*What this task involves*.
Wherever a line in the records below contains "white", copy that line.

[Data items]
──────

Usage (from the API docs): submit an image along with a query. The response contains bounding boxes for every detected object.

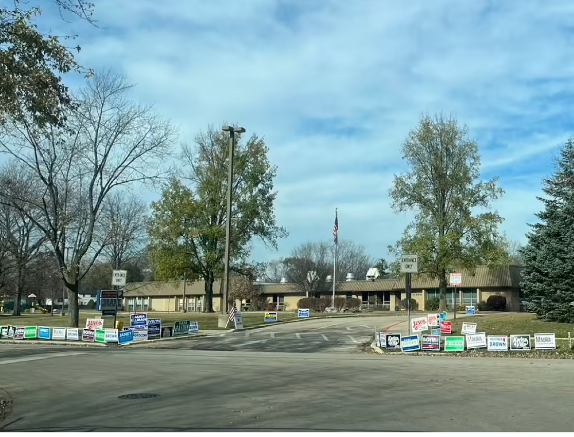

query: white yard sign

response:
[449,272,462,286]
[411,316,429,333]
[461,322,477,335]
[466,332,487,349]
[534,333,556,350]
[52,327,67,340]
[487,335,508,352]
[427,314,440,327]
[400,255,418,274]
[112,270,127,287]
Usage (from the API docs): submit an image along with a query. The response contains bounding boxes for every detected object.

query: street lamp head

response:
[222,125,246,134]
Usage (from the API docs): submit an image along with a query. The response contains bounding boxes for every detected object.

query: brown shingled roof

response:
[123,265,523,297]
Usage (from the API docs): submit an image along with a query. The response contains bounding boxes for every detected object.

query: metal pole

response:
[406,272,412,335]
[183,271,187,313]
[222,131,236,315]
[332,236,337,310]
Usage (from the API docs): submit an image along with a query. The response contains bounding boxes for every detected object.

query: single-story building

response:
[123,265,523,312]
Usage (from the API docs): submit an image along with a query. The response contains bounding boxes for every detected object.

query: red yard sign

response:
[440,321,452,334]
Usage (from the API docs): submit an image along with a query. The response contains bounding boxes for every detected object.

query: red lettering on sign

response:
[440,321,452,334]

──────

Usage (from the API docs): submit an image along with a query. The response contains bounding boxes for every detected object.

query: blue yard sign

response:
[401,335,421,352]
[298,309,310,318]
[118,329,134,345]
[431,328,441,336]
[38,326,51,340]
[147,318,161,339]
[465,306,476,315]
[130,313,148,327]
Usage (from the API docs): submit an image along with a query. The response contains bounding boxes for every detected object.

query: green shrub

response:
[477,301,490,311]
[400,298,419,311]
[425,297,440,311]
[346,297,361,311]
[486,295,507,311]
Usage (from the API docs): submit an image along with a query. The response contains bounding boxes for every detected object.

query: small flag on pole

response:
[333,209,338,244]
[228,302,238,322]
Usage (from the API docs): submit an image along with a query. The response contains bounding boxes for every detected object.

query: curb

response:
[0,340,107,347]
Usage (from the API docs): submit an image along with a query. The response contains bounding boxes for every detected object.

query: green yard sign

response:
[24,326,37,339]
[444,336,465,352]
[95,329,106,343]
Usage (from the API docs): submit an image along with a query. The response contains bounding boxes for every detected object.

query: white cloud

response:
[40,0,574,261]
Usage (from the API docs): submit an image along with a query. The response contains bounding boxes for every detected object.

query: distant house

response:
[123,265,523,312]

──────

*Exercise solution*.
query: white yard sign
query: white cloud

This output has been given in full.